What the task asks
Below are some records; retype all of them exactly.

_ _ _ _ _ _ _

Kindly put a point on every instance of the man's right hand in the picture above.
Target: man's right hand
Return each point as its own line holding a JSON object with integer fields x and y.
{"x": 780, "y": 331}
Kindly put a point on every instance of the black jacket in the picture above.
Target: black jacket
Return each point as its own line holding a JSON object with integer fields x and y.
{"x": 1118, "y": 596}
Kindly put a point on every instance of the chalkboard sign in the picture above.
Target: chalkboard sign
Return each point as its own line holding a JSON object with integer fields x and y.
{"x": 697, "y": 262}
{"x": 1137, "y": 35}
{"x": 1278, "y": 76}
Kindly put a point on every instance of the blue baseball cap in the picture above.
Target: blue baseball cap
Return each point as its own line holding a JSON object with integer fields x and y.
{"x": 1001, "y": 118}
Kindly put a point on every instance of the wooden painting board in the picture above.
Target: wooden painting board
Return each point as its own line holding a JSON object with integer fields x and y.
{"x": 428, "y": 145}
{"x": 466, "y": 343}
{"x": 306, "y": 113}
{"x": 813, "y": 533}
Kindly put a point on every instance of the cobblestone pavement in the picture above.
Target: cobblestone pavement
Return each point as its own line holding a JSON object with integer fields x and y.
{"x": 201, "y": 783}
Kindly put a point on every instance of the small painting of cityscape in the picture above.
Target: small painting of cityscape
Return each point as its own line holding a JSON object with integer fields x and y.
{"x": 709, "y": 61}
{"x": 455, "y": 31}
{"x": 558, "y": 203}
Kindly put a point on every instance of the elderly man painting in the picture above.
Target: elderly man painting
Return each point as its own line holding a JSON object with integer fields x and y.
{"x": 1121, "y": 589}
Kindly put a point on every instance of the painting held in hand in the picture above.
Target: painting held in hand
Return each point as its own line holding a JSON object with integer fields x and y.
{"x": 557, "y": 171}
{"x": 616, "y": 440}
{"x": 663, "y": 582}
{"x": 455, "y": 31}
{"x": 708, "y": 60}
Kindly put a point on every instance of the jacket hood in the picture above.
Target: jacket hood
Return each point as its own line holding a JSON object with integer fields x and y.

_ _ _ _ _ _ _

Completed task
Kindly put a point on every instance of the man's right hand in the picture above.
Target: man's right hand
Return each point as its own line holding a JSON object with integer fields x and y.
{"x": 780, "y": 331}
Kindly put a point on every instance of the black jacket in the picture above.
Target: black jacket
Return each point as its own line holding a JSON object with integer fields x and y.
{"x": 1118, "y": 596}
Kindly put a point on every instance of the chalkboard sign in the picture above.
Target: chalkboard sign
Return each point as its own line holding a JSON object with integer fields x and y.
{"x": 697, "y": 262}
{"x": 1137, "y": 35}
{"x": 1278, "y": 76}
Kindly put a point on every instance of the blue baseball cap in the picture above.
Target: blue baseball cap
Return each point as its own line holding a JSON object with integer fields x and y.
{"x": 1001, "y": 118}
Kindly put a point on every instance of the wooden painting board in the picture above.
Target: wooden painting board
Return each point as its own line holding a JSON object with integer fields x and y.
{"x": 428, "y": 145}
{"x": 466, "y": 343}
{"x": 306, "y": 113}
{"x": 813, "y": 533}
Kindly put a point on every instance of the cobblestone pavement in the picture above.
Target: cobblestone pavement
Return each point as its own line holding a JSON object with integer fields x and y.
{"x": 201, "y": 783}
Kindly put a point on every instance of the small painting of cityscape in the picture above.
Target: small painting of cityscape
Return each point as its own line holding a JSON object with integer fields x and y.
{"x": 709, "y": 61}
{"x": 455, "y": 31}
{"x": 558, "y": 203}
Kindly put a point on every instance of the elderly man painting in the picture above.
Target: elderly man painting
Return each point as its own line holding a JSON object with integer fields x and y.
{"x": 1121, "y": 589}
Kindly put a point on every instance of the painting held in hand in the picture above.
Target: painting held in hand
Return each point as its own line holding a JSON object with integer fields x and y.
{"x": 557, "y": 171}
{"x": 616, "y": 440}
{"x": 663, "y": 582}
{"x": 455, "y": 31}
{"x": 708, "y": 60}
Kindly put a point on every instance of the jacket hood in the picture above.
Target: jacket hood
Return each point as its own line holding a JSON object with integer fields x and y.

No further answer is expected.